[Dataset records]
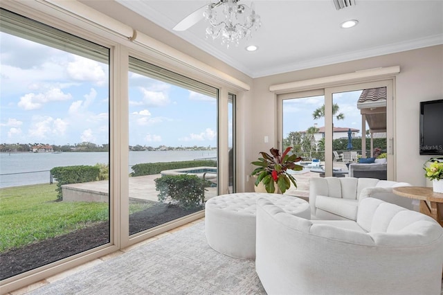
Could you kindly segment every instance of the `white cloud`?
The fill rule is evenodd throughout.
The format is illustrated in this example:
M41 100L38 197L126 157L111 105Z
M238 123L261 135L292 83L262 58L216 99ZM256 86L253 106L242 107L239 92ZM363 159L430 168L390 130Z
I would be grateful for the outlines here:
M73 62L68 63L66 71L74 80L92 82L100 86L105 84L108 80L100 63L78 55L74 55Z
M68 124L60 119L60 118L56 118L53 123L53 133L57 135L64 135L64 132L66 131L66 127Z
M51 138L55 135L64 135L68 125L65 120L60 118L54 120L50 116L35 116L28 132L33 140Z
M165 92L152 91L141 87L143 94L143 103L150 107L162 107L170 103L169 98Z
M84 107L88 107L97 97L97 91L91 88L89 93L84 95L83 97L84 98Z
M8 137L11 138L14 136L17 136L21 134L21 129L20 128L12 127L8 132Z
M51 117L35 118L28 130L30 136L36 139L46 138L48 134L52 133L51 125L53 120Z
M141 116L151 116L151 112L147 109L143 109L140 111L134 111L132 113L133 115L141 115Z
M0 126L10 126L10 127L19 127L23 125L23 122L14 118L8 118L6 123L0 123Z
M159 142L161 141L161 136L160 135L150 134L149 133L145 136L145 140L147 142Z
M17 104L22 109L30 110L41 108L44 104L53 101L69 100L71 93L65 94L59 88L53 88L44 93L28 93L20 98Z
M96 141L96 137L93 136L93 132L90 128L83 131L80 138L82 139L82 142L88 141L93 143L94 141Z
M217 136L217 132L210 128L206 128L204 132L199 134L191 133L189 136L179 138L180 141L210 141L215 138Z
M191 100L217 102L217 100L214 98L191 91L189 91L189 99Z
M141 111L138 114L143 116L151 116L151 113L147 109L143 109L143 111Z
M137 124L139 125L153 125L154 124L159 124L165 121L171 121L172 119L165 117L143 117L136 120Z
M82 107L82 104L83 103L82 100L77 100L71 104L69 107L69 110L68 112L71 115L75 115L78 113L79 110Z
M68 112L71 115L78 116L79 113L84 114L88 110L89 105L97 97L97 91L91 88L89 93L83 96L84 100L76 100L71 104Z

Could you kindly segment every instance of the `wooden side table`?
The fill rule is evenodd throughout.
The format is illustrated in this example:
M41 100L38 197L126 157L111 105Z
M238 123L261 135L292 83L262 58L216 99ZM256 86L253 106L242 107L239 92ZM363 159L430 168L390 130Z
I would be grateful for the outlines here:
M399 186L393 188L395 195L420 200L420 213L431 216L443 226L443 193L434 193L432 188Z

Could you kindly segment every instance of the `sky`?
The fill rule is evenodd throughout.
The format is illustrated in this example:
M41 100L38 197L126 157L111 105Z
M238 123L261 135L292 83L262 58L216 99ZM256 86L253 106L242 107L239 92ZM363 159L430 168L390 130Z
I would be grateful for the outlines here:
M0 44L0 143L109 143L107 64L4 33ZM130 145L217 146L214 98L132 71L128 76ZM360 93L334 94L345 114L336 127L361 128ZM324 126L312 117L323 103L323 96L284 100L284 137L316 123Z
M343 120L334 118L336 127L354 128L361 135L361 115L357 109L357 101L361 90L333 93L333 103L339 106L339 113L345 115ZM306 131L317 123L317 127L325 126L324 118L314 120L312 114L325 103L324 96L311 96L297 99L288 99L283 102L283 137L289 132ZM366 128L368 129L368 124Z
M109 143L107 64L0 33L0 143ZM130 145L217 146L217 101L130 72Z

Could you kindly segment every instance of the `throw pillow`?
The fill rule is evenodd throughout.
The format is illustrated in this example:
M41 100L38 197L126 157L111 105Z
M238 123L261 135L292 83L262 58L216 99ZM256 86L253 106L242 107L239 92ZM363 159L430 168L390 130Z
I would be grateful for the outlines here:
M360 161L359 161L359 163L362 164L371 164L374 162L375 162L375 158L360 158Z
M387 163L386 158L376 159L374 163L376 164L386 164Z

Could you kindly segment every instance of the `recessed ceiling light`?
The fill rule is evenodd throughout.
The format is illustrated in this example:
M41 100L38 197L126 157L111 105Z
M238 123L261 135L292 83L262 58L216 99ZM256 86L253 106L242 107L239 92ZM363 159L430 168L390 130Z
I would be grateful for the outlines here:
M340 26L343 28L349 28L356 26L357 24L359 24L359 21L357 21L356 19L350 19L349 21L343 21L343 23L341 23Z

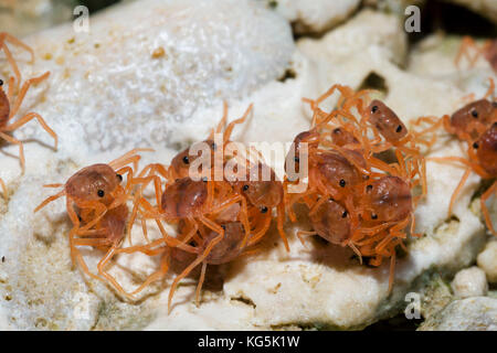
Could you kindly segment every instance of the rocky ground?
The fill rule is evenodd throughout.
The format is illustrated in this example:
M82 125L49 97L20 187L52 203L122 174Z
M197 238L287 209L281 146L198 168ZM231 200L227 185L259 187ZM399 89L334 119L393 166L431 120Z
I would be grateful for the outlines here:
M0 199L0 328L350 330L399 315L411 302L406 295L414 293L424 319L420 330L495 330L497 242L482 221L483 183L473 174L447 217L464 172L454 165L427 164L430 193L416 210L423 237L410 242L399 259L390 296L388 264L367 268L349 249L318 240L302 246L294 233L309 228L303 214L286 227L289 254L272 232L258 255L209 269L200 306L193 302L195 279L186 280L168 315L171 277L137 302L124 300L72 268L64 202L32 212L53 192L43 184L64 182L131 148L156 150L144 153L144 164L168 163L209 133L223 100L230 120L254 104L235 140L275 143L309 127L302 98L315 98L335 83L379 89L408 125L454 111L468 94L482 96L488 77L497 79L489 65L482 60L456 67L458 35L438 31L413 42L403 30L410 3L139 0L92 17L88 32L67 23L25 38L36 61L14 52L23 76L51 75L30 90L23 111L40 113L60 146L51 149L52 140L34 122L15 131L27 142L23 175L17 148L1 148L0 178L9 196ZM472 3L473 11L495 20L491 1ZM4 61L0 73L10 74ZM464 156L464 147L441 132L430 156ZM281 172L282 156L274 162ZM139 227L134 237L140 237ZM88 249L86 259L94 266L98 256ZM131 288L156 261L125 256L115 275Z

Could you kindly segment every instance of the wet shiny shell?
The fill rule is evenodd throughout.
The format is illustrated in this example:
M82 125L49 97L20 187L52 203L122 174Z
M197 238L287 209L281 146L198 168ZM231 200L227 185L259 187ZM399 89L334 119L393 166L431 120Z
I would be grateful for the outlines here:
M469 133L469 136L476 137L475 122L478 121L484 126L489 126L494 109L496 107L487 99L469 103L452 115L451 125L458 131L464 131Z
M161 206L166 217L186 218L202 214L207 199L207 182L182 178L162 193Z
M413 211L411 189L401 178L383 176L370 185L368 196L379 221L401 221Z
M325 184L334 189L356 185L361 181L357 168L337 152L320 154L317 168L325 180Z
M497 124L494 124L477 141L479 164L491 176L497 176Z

[EXERCISE INSTRUCTIONS]
Reproduce the items verbatim, starting at their very beginning and ending at the line that contains "M51 138L55 135L64", with that line included. Leave the pictures out of your copy.

[EXERCISE SOLUTION]
Could you kindly segment every instance of the `white cloud`?
The fill rule is evenodd throughout.
The format is illustrated in this example:
M41 100L38 197L126 157L111 105Z
M238 123L261 135L292 83L262 58L216 99ZM256 86L253 106L242 107L239 92ZM363 159L430 168L390 130Z
I would be grateful for the outlines here:
M73 62L68 63L66 71L74 80L92 82L100 86L105 84L108 80L100 63L78 55L74 55Z
M68 124L60 119L60 118L56 118L53 123L53 133L57 135L64 135L64 132L66 131L66 127Z
M51 138L55 135L64 135L68 125L65 120L60 118L54 120L50 116L35 116L28 132L33 140Z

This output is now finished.